(Boundary labeling items)
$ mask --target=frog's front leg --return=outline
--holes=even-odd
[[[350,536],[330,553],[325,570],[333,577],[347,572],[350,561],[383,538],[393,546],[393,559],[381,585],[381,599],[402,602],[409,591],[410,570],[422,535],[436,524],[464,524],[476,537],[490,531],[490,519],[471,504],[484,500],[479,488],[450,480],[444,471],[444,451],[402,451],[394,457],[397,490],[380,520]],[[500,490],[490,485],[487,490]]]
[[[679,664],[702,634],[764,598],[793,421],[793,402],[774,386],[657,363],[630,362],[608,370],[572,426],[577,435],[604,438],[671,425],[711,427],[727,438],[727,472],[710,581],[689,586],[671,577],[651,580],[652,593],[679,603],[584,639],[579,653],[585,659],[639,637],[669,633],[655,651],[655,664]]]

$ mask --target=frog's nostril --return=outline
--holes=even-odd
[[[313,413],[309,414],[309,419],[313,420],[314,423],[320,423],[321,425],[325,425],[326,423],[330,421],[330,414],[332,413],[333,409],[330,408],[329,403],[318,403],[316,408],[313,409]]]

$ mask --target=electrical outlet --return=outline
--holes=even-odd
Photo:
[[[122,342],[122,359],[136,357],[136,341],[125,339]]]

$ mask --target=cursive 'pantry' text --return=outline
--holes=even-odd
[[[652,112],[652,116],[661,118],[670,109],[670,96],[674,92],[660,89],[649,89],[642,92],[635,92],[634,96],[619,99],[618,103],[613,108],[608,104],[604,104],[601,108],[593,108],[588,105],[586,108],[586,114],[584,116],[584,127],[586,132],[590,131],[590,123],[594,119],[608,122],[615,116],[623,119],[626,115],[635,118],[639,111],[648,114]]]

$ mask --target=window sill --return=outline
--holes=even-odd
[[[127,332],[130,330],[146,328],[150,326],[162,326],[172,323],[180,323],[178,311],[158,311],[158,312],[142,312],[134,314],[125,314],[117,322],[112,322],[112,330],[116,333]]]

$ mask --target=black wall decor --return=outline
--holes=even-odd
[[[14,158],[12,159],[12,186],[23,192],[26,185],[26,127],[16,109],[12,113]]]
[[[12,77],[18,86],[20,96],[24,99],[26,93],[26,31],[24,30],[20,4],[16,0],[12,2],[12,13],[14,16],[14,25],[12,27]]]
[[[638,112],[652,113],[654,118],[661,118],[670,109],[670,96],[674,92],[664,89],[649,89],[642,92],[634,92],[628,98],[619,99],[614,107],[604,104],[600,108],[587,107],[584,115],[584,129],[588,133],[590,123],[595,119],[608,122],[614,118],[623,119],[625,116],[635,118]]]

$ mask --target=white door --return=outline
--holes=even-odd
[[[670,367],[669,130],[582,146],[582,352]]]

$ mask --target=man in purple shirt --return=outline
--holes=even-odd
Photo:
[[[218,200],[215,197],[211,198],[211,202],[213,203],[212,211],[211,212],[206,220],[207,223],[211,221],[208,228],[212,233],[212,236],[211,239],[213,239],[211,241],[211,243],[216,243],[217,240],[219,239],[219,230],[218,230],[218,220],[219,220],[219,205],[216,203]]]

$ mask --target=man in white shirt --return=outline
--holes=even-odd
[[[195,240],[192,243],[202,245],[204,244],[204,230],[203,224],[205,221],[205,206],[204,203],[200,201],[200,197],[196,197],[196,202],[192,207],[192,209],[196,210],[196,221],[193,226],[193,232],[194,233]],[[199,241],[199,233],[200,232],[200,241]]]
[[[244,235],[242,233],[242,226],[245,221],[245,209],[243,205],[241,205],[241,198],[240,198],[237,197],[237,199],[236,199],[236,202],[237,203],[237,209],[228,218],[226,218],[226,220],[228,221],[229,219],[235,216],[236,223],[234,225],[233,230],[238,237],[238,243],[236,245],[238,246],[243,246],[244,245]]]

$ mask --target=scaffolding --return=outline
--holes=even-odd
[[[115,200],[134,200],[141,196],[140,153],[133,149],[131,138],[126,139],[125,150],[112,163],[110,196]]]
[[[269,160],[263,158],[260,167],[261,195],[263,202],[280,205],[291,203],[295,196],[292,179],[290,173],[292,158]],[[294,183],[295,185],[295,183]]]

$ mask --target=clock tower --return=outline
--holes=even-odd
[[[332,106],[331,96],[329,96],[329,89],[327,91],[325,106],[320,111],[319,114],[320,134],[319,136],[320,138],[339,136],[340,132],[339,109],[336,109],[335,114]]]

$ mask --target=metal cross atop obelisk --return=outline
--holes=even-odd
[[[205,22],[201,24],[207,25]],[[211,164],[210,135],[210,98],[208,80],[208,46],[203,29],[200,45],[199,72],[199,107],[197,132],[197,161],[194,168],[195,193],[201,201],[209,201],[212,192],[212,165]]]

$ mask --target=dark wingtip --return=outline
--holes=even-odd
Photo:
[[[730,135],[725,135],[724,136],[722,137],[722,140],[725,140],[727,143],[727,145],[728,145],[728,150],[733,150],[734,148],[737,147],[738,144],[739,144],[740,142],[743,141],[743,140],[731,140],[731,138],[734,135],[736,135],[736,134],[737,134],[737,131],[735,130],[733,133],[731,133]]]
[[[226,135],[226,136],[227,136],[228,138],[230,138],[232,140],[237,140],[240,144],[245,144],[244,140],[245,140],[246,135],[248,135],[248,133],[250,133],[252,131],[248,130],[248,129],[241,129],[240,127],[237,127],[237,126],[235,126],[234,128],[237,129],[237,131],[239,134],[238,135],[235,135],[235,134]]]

### PROBLEM TO SOLVE
List each line in the entries above that contains the string "shirt", counting a match only when upper and lower case agree.

### EXERCISE RESPONSE
$ mask --target=man in purple shirt --return=outline
$ mask --target=man in white shirt --return=outline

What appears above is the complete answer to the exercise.